EXTRACTED TEXT:
[Start of Attachment]

Some current challenges in using GIS Information in the SIL International Corporate Knowledge System

Preface

This paper is motivated by an experience in collecting, analyzing, and then redeploying (sharing while making relevant to other corporate SIL functions) corporate intellectual assets. These assets are relevant to both products SIL products and services and corporate processes. This paper attempts to document some of the current challenges presented to the SIL staff person as well as present some items for consideration in overcoming these challenges.

[End of Attachment]

ASSIGNED TASK: Using the preface on GIS information in SIL's knowledge system, explain what prompted the paper to be written.

SUPPLIED DATA:

[Start of Attachment]

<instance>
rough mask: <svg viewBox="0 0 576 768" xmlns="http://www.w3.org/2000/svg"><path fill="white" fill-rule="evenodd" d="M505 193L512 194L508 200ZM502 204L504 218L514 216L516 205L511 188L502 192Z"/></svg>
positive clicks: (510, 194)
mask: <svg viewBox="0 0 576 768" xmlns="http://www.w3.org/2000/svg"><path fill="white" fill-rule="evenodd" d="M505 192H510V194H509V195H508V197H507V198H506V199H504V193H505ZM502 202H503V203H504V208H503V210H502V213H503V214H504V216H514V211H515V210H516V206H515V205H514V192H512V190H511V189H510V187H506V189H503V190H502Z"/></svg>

[End of Attachment]

ANSWER FOR THE TASK: The paper was motivated by an experience of collecting, analyzing, and then redeploying corporate intellectual assets. Redeploying means sharing them while making them relevant to other corporate SIL functions. These assets bear on both SIL's products and services and its corporate processes.